>> BEGIN
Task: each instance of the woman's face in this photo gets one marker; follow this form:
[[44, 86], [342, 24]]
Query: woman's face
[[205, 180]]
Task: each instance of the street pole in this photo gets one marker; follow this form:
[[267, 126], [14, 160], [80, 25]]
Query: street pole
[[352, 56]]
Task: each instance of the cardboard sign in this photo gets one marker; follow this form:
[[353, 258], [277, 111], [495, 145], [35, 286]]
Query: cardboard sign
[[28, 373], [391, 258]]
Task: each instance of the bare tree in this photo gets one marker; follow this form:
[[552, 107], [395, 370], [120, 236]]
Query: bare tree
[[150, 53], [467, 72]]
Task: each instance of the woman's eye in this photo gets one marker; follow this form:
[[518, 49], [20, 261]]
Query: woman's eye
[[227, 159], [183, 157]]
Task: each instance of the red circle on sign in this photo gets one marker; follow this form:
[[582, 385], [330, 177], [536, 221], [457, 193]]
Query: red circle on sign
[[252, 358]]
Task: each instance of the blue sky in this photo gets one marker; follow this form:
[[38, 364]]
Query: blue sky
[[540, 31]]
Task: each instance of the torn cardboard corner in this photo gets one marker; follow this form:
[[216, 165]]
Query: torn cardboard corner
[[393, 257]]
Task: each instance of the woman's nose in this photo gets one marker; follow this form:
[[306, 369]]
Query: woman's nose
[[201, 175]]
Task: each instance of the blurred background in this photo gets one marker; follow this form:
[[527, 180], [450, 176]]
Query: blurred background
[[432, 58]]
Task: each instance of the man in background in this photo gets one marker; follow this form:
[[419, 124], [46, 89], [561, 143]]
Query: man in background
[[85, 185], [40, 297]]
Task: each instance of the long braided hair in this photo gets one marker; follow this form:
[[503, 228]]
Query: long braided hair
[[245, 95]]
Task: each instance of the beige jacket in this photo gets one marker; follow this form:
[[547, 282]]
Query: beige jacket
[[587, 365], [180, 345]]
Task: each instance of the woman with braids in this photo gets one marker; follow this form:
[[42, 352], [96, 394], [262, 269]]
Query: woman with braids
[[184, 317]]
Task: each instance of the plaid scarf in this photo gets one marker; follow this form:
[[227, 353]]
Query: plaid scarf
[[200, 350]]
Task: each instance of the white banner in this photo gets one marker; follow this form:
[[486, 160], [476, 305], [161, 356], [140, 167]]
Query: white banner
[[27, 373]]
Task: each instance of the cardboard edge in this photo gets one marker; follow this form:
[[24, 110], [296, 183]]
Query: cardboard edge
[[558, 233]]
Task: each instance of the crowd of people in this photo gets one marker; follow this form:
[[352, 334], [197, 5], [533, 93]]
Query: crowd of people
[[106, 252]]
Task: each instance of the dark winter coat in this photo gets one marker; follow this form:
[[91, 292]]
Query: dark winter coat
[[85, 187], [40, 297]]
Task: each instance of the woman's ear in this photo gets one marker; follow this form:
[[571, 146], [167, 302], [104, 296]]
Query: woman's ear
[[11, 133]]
>> END
## EXERCISE DIRECTIONS
Format all of the rows above as a JSON list of strings, with one string per line and no blank lines.

## ANSWER TO THE PROBLEM
[
  "Task: each instance of the woman's face in this photo gets one marker; follow this form:",
  "[[44, 86], [342, 24]]",
  "Query: woman's face",
  "[[205, 180]]",
  "Task: each instance of the street pole in this photo gets one marker; follow this form:",
  "[[267, 126], [14, 160], [80, 25]]",
  "Query: street pole",
  "[[352, 56]]",
  "Task: each instance of the cardboard sign in this photo gets one marker; follow this form:",
  "[[353, 258], [277, 111], [495, 145], [35, 286]]",
  "Query: cardboard sign",
  "[[28, 373], [391, 258]]",
  "Task: each instance of the bare tree in this photo gets one marker; follow this form:",
  "[[552, 107], [395, 370], [120, 236]]",
  "Query: bare tree",
  "[[150, 53], [467, 72]]",
  "Task: each instance of the woman's eye in this photo gets one marker; follow this form:",
  "[[518, 49], [20, 261]]",
  "Query: woman's eye",
  "[[227, 159], [183, 157]]",
  "Task: each instance of the red circle on sign in this photo gets one marker; follow this form:",
  "[[582, 385], [330, 177], [536, 221], [457, 193]]",
  "Query: red circle on sign",
  "[[252, 358]]",
  "Task: each instance of the blue sky in this photo gets one marker; follow this form:",
  "[[38, 364]]",
  "Query: blue sky",
  "[[540, 31]]",
  "Task: each instance of the torn cardboard corner in this photo gets one marker; follow this form:",
  "[[216, 165]]",
  "Query: torn cardboard corner",
  "[[393, 257]]",
  "Task: each instance of the woman's nose in this photo gets one marker; follow this form:",
  "[[306, 369]]",
  "Query: woman's nose",
  "[[201, 175]]",
  "Task: each instance of the blurred background in this photo gets one marker; follow this form:",
  "[[527, 180], [450, 176]]",
  "Query: blurred background",
  "[[432, 58]]",
  "Task: each instance of the man in background in this photo gets one marker; follow this form:",
  "[[419, 124], [46, 89], [561, 143]]",
  "Query: man in background",
  "[[85, 185], [40, 297]]",
  "Task: each instance of the long braided hair in this photo gets one marker; follow this form:",
  "[[503, 228]]",
  "Query: long braided hair",
  "[[245, 95]]",
  "Task: each instance of the beige jacket in this photo gets one marker; follow this form:",
  "[[547, 282]]",
  "Query: beige jacket",
  "[[587, 365], [180, 345]]",
  "Task: each instance of the woman with braids in this photo gets one marker; follow this form:",
  "[[42, 352], [96, 394], [262, 269]]",
  "Query: woman with braids",
  "[[184, 317]]",
  "Task: each instance of the plaid scarf in this photo gets one marker; follow this form:",
  "[[227, 353]]",
  "Query: plaid scarf",
  "[[200, 350]]",
  "Task: each instance of the white banner in this photo gets one marker; follow this form:",
  "[[486, 160], [476, 305], [161, 356], [140, 167]]",
  "Query: white banner",
  "[[27, 373]]",
  "Task: each instance of the cardboard edge in this photo gets one marker; follow this form:",
  "[[24, 110], [296, 183]]",
  "Query: cardboard edge",
  "[[558, 233]]",
  "Task: each instance of the crowd of people in this photo gets one marker; follow this form:",
  "[[352, 334], [197, 5], [533, 93]]",
  "Query: crowd of people",
  "[[106, 252]]",
  "Task: each instance of the dark winter coat in this photo gets one marker; follow this form:",
  "[[91, 292]]",
  "Query: dark winter coat",
  "[[85, 187], [40, 297]]",
  "Task: each instance of the woman's ear in this photo gets one marker; follow this form:",
  "[[571, 146], [167, 302], [104, 296]]",
  "Query: woman's ear",
  "[[11, 133]]"
]